» **Texte à lire**:
━━━━━━━━━━━━━━━━━━━━
Quand la mer se retire

Pêche à pied dans le Bassin d'Arcachon (Photos de D. Hilloulin)

 

La chanson disait qu’ « Il ne reste plus rien »*. Faux, objecteront les pêcheurs à pied ! Passionné, Gilles nous propose une incursion sur le Bassin.

 

Il est 12 h. Mer basse prévue à 13 h 49 : timing idéal, deux heures avant le jusant. Coefficient de marée à 85 : selon notre guide « C’est du moyen plus ! ». L’estran sableux, sillonné, est déjà découvert. C’est là, dans ces plis humides, que Gilles et son ami Jean Pierre vont fouiller le sable avec griffes et râteaux. Nous sommes à la Conche Mimbeau, presqu’île du Cap Féret.
━━━━━━━━━━━━━━━━━━━━
» **Objectif**:
Reproduisez à l'identique, s'il vous plaît, le passage du texte sur la pêche à pied qui va de « Quand la mer » jusqu'à « du Cap Féret. » inclus.

» **Données**:
━━━━━━━━━━━━━━━━━━━━
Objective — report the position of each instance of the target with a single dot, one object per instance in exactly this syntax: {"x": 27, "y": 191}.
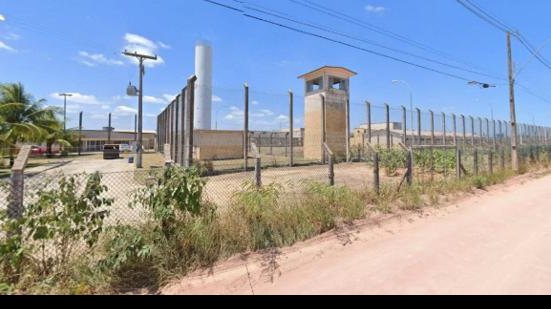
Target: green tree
{"x": 23, "y": 119}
━━━━━━━━━━━━━━━━━━━━
» **Résultat de l'exercice**:
Quand la mer se retire

Pêche à pied dans le Bassin d'Arcachon (Photos de D. Hilloulin)

 

La chanson disait qu’ « Il ne reste plus rien »*. Faux, objecteront les pêcheurs à pied ! Passionné, Gilles nous propose une incursion sur le Bassin.

 

Il est 12 h. Mer basse prévue à 13 h 49 : timing idéal, deux heures avant le jusant. Coefficient de marée à 85 : selon notre guide « C’est du moyen plus ! ». L’estran sableux, sillonné, est déjà découvert. C’est là, dans ces plis humides, que Gilles et son ami Jean Pierre vont fouiller le sable avec griffes et râteaux. Nous sommes à la Conche Mimbeau, presqu’île du Cap Féret.